START
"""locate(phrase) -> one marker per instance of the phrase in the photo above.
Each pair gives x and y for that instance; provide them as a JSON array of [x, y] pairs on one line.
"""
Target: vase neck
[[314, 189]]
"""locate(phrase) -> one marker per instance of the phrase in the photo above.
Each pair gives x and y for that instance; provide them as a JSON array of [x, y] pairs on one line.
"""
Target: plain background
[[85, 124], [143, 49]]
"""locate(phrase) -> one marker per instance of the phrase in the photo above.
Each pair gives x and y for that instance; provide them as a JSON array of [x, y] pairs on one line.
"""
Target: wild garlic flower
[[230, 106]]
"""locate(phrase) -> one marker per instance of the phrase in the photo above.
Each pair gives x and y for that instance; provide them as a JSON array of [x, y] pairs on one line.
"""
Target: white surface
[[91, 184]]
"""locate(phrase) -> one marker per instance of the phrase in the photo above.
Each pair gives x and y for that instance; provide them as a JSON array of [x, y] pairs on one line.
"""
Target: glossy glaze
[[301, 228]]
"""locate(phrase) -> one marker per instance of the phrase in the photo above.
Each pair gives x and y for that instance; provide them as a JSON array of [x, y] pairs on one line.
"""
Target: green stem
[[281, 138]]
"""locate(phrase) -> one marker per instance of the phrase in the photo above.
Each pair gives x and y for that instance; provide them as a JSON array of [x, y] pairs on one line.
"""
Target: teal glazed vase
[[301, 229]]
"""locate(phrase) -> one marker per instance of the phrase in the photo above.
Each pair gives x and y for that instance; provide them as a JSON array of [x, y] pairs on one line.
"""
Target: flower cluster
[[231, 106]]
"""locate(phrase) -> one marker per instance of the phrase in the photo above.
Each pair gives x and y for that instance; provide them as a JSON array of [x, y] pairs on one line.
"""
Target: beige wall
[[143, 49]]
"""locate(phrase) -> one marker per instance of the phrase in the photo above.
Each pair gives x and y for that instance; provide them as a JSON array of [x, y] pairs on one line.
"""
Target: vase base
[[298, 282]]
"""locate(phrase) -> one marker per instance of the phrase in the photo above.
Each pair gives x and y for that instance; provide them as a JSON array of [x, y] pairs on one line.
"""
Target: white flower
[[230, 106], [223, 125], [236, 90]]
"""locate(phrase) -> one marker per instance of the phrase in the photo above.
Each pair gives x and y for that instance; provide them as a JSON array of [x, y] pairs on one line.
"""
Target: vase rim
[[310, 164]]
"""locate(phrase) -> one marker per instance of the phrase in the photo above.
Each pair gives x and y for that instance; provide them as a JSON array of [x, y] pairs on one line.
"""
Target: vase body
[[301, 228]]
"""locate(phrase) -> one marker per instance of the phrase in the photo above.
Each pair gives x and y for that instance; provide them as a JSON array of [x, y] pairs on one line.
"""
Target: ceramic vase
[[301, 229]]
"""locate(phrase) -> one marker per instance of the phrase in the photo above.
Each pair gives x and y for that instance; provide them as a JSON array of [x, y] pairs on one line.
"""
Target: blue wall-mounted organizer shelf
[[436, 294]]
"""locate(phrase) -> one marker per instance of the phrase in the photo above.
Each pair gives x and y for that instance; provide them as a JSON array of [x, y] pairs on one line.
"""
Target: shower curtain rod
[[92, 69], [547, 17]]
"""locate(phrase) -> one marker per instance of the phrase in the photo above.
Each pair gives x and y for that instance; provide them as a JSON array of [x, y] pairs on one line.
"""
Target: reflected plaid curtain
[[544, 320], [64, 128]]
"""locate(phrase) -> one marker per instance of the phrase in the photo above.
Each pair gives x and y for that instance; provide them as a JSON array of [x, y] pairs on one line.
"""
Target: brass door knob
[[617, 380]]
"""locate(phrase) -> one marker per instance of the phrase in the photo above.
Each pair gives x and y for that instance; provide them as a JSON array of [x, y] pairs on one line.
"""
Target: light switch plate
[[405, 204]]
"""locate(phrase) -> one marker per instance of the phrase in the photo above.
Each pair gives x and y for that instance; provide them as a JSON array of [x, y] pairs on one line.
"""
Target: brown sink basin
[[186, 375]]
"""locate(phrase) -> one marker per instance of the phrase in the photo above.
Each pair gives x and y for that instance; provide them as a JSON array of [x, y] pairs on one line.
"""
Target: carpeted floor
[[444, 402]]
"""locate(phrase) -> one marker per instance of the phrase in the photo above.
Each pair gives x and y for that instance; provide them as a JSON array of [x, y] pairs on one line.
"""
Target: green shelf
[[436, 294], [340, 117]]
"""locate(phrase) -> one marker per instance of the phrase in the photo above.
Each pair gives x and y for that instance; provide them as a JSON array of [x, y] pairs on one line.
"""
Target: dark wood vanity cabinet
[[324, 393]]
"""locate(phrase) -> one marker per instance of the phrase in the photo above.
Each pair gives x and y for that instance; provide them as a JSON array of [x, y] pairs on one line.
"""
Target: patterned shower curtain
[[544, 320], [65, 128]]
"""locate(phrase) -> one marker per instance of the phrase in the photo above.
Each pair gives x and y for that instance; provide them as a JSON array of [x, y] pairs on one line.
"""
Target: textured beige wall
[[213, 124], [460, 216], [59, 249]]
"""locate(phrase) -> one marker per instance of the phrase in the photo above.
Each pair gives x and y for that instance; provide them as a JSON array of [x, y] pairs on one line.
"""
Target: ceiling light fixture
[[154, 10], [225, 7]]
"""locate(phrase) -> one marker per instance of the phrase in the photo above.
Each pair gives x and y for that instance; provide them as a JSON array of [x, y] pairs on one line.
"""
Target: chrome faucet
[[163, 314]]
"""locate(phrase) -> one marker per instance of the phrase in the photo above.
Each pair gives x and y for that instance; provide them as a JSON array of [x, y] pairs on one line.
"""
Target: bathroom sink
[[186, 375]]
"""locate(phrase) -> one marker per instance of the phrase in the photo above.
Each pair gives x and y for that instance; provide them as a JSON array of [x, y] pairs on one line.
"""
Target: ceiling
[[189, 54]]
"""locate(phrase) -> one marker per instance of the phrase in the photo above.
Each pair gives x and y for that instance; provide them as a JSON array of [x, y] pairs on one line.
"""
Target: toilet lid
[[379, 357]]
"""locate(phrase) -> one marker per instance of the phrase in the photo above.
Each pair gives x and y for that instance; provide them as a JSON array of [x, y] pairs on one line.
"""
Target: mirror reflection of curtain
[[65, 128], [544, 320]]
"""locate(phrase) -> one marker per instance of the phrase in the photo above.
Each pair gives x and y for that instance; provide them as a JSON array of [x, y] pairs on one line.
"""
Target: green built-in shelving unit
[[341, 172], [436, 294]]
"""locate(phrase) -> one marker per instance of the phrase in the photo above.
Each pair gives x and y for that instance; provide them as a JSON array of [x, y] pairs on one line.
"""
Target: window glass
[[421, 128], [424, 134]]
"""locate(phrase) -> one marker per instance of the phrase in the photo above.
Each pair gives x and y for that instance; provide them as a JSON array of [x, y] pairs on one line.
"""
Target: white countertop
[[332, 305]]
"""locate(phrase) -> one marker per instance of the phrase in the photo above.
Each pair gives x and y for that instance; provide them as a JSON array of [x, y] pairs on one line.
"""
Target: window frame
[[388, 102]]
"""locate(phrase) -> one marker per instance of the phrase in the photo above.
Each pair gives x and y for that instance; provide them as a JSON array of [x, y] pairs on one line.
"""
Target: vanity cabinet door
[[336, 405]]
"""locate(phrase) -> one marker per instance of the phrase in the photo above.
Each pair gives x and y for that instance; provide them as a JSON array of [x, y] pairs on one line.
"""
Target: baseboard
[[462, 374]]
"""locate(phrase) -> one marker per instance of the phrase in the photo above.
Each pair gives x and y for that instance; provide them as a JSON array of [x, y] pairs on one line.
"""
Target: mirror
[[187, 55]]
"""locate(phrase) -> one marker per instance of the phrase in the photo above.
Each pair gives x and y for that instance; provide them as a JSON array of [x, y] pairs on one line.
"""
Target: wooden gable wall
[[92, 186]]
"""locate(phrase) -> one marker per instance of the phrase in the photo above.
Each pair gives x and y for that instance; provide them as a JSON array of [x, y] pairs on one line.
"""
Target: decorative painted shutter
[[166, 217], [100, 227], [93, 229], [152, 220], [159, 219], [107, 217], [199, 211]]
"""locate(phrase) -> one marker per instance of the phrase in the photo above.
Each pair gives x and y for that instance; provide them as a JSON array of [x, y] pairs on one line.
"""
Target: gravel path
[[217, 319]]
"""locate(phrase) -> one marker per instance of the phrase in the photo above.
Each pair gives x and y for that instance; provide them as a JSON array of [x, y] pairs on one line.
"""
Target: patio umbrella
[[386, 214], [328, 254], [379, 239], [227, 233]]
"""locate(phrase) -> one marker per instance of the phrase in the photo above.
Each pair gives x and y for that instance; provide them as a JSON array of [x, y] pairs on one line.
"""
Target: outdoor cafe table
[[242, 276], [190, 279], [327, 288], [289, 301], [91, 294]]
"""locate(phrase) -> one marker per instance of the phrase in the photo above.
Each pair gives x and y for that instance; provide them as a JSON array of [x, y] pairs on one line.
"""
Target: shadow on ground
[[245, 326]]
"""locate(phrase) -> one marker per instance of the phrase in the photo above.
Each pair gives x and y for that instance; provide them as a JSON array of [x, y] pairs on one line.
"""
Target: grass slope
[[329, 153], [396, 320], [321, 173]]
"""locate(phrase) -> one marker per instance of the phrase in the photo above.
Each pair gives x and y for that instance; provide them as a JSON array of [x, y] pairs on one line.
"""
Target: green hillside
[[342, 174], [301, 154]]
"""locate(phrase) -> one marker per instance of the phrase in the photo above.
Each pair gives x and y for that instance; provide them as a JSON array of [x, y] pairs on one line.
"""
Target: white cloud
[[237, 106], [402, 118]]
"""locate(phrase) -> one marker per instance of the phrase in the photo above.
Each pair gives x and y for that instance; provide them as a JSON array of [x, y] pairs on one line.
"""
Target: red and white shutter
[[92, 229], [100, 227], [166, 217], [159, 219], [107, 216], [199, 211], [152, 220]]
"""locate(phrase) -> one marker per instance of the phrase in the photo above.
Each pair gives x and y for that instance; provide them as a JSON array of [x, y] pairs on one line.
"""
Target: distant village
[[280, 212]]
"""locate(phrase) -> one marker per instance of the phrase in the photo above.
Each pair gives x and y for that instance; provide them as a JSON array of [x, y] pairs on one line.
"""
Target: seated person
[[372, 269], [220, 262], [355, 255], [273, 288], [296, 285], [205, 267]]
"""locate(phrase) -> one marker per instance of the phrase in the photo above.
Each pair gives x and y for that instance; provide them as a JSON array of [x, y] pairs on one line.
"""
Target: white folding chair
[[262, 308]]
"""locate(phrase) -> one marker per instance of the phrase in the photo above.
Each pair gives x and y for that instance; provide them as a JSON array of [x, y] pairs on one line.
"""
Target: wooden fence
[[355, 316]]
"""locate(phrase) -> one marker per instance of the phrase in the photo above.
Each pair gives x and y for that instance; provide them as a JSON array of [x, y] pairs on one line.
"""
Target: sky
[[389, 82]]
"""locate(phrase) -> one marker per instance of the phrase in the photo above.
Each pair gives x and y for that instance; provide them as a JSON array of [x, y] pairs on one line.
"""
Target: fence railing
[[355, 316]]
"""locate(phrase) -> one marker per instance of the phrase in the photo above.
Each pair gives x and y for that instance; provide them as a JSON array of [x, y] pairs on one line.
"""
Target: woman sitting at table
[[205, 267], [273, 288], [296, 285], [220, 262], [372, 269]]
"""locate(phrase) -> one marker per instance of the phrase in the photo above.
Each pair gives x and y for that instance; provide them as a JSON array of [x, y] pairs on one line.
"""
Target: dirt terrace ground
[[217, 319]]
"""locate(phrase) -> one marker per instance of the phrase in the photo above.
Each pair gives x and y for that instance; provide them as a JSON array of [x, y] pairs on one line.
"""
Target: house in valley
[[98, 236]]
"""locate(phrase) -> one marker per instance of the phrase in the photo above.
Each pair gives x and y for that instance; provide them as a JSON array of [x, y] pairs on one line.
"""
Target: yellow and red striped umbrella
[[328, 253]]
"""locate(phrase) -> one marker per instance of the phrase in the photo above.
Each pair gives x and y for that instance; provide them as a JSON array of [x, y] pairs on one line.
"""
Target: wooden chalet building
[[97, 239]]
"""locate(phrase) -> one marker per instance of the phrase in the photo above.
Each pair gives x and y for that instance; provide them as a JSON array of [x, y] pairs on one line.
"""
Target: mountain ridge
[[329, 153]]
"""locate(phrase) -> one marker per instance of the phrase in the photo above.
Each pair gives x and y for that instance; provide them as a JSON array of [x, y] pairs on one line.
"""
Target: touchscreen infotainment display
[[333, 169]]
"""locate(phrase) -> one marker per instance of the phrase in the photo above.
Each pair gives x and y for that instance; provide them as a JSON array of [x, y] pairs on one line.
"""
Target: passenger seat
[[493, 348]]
END
§ TASK INSTRUCTIONS
Extract each line of the data above that contains the string "curtain", copying those lines in full. Matching is case-sensitive.

§ RESPONSE
Target: shower curtain rod
Target: reflected plaid curtain
Target: patterned shower curtain
Target: mirror reflection of curtain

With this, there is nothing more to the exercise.